Stated exercise
Format the lines starting with the line that contains "Where can you see the laptop" and going on through the line that contains "(1134, 569)" as a Markdown table with the columns Row and Line text. Leave out blank lines and pictures.

Provided entries
###
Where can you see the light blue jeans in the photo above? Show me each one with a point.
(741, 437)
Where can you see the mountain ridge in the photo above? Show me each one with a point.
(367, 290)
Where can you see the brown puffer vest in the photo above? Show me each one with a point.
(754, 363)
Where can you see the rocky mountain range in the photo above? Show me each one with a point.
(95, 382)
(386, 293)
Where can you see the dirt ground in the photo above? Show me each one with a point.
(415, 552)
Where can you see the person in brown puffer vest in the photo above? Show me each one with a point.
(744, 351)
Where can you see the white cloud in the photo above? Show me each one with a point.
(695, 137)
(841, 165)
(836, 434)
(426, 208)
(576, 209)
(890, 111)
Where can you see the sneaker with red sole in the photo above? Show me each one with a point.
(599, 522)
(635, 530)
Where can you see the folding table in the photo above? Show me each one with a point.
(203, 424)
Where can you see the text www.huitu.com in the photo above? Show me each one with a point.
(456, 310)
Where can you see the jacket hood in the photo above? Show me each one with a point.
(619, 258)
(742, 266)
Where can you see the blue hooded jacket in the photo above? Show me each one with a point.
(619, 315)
###
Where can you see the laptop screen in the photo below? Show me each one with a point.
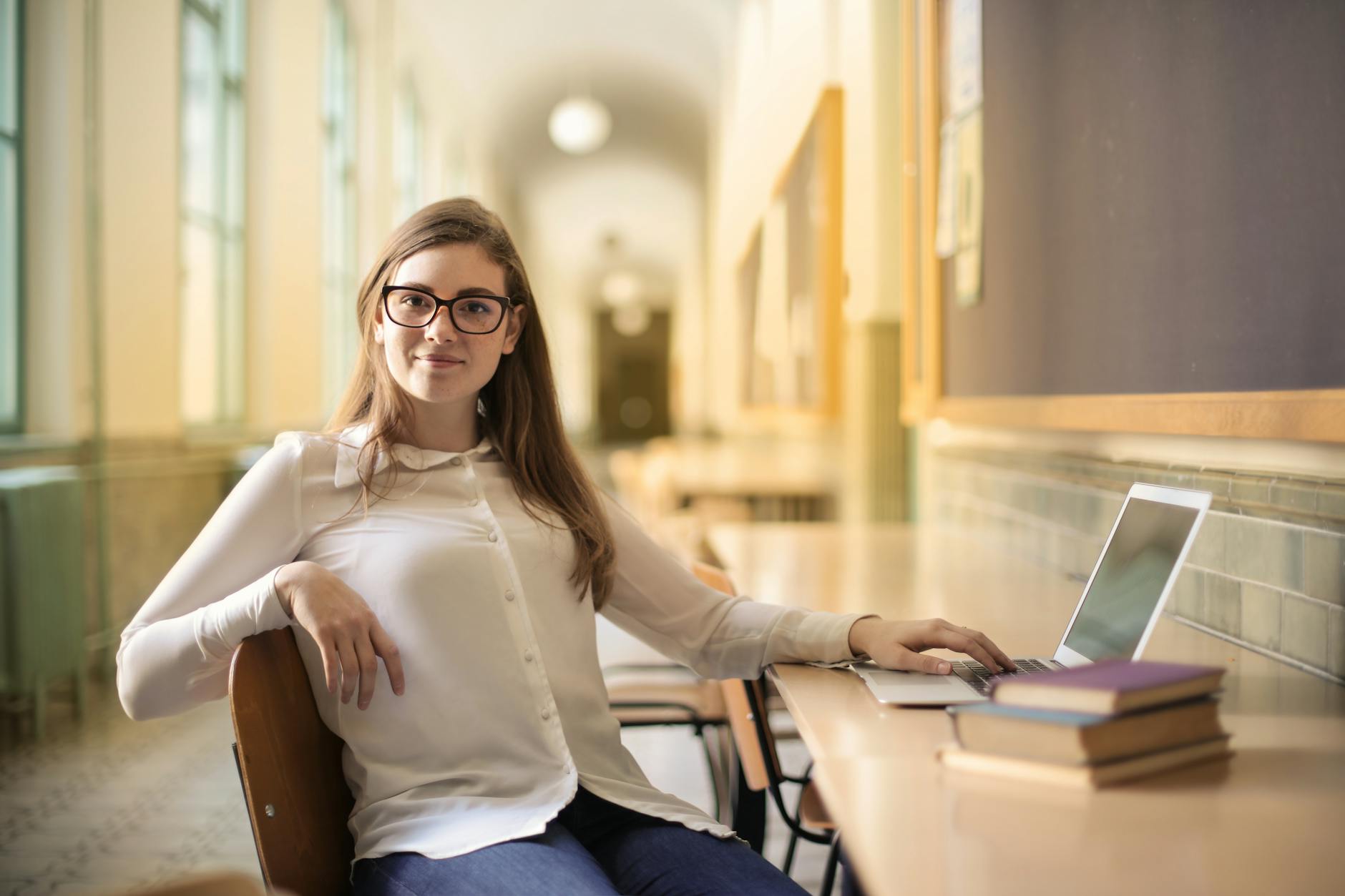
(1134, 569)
###
Worked solution
| Row | Line text |
|---|---|
| 1 | Where can you see the laptop screen in the photo below? Show me each one with a point. |
| 2 | (1134, 569) |